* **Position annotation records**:
※

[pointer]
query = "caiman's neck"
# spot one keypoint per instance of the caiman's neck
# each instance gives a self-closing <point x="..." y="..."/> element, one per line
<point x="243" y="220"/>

※

* **WHAT YOU ARE ASKED TO DO**: Reproduce every one of the rows above line for line, changing nothing.

* **WRITTEN RESPONSE**:
[pointer]
query = "caiman's neck"
# spot one keypoint per instance of the caiman's neck
# each instance gives a self-closing <point x="..." y="..."/> element, one per line
<point x="243" y="220"/>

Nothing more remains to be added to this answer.